Source data start

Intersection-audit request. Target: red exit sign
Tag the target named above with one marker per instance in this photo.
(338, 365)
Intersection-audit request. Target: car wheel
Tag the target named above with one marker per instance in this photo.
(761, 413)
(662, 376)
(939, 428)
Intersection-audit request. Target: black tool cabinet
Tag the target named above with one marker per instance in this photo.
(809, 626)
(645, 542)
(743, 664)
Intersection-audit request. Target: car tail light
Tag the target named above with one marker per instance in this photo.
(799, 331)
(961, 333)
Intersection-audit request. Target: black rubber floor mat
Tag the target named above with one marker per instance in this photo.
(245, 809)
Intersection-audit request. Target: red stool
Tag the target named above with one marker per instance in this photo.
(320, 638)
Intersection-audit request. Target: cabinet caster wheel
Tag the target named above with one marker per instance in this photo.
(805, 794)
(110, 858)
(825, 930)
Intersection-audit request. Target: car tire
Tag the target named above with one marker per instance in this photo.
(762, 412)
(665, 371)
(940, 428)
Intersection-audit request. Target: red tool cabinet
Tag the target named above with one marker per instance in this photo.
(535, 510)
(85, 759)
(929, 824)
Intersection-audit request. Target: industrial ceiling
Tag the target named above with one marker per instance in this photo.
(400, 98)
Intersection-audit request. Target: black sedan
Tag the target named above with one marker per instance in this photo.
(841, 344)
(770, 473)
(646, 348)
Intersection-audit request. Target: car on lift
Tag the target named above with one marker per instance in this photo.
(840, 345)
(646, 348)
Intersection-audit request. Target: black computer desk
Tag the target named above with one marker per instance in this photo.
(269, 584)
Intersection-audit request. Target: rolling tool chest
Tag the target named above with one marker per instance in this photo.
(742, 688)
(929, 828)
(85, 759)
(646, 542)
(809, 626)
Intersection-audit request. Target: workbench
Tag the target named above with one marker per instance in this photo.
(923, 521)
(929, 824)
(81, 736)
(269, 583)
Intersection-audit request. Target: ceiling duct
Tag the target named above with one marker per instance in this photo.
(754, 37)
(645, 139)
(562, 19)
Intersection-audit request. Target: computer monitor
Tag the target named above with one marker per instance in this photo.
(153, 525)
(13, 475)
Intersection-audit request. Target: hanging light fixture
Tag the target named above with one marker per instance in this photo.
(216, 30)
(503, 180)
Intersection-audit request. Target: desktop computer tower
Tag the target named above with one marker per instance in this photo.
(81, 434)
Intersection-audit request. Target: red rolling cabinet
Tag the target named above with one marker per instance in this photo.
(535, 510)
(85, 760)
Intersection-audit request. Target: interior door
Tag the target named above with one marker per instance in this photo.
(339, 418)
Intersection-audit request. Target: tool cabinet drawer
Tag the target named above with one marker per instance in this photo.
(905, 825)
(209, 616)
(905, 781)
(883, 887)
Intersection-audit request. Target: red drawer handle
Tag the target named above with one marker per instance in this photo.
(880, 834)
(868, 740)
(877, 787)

Source data end

Your instructions: Reproduce the full listing word for word.

Full solution:
Intersection-audit request. Target: red exit sign
Tag the target named above with one marker per instance in this photo.
(338, 365)
Intersection-audit request. Target: car wheel
Tag the target named above with one marker per instance in this photo.
(761, 413)
(662, 376)
(939, 428)
Intersection-audit request. Target: black tool cabinet
Tag the target named above with one marker per instance in this photo.
(809, 626)
(645, 542)
(743, 664)
Intersection-audit request. Target: car tail light
Tag the target named above with one marker per instance in this photo.
(799, 331)
(961, 333)
Intersection-audit request. Target: black rubber floor mat
Tag the target named above with one marker per instance in this photo.
(245, 809)
Intersection-audit request. Target: red stool
Tag the target named above with one marker per instance in this photo.
(320, 638)
Intersection-audit request. Target: cabinet caster wheel
Tag the target named above with one marker per instance in this photo.
(805, 794)
(110, 858)
(825, 930)
Intersection-audit request. Target: car tire
Tag the target named above with one marker per instance in this photo.
(762, 412)
(665, 371)
(940, 428)
Intersection-audit request. Target: red tool cabinet
Tag the target named above with one marker per instance in this photo.
(535, 510)
(85, 759)
(929, 824)
Intersection-audit request. Target: industrial ceiling
Tag the target named above with one marker per instance in this photo.
(400, 98)
Intersection-audit request. Target: black sedan
Tag the target named above with one marker per instance in this photo.
(841, 344)
(770, 473)
(646, 348)
Intersection-audit request. Target: car on lift
Tag the target named above with one marker per instance in this photo.
(840, 345)
(646, 348)
Intersection-audit request. Target: black computer desk
Tag the target named above with one marker per instance in this photo.
(269, 584)
Intersection-audit request. Target: rolling tool chest
Tag the target named above with one marker per instance in this photo.
(742, 688)
(929, 828)
(85, 759)
(646, 542)
(809, 626)
Intersection-audit request. Target: workbench
Tag the target named above with one marker per instance in this photo.
(923, 521)
(929, 824)
(81, 736)
(269, 583)
Intersection-audit request. Target: ceiling duct
Tag the target named above with one marker per instance in this photo.
(754, 37)
(645, 139)
(562, 19)
Intersection-audit request. Target: computer monitor
Tag the target named above with one marker per instance in this photo.
(153, 525)
(13, 475)
Intersection-audit request. Target: hanging light fixture
Tag the target named above with one marker per instance in this photo.
(216, 30)
(503, 180)
Intersection-audit request. Target: desktop computer tower
Tag the target named above with one marker per instance in this photo.
(81, 434)
Intersection-audit request. Target: red rolling cabinet
Tag the target named above with one marker per instance in this photo.
(535, 510)
(85, 760)
Intersection-audit request. Target: interior door
Tag the target named above with one marker per instance in this photo.
(339, 418)
Intersection-audit request. Target: tool cabinet drawer
Tag the target named above with one marker per instance in this photo.
(905, 825)
(209, 616)
(905, 781)
(883, 887)
Intersection-audit request. Target: red drawer handle
Tag the target named above with one marker per instance in this photo.
(880, 834)
(868, 740)
(877, 787)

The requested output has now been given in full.